◆ Work required:
Copy the records below word for word, omitting the pictures.
START
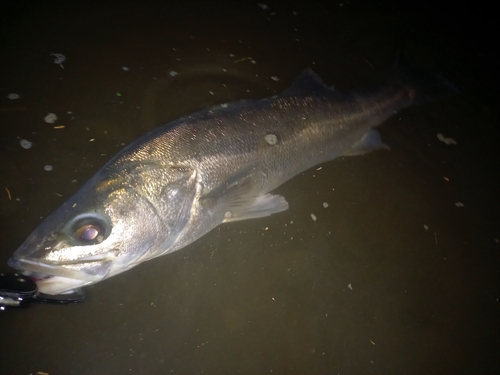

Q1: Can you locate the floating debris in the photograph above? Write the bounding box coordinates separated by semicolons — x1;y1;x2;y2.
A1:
264;134;278;146
19;139;33;150
43;113;57;124
50;53;66;65
437;133;457;145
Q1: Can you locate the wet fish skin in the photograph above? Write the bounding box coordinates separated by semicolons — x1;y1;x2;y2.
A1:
9;67;457;294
END
◆ Solution for this task:
Q1: Can you locate the floating debris in the photograph above? Write the bounding box coordinates separated by semicolons — x1;y1;x2;y2.
A1:
264;134;278;146
19;139;33;150
43;113;57;124
50;53;66;65
437;133;457;145
Q1: Can you locate the wet fish skin in the photograph above? Write the bounding box coordinates separated by semicolons — x1;y1;x2;y2.
A1:
9;67;457;294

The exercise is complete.